Reproduce the listing below verbatim, line for line, leaving out the picture.

:::

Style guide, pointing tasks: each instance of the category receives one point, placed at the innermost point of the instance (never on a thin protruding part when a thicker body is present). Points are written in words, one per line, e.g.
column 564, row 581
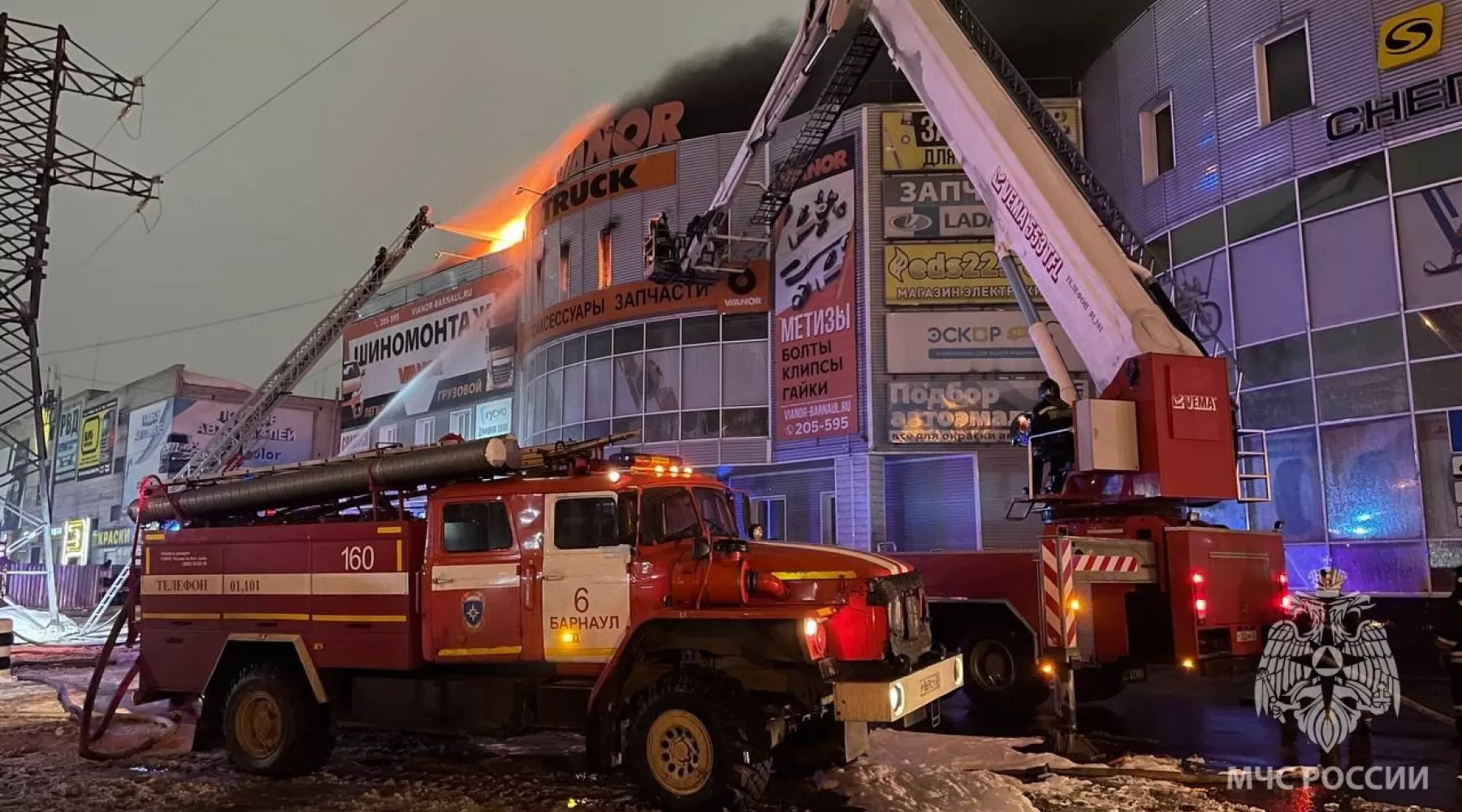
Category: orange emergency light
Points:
column 655, row 464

:::

SOLVED PROBLEM =
Style guide, pointing tasks: each instance of the category receives one point, placed at the innermost point of the instance (never on a thin protruding part when a thicker body is present). Points are written in words, one per line, e.g.
column 564, row 581
Category: orange emergency light
Points:
column 655, row 464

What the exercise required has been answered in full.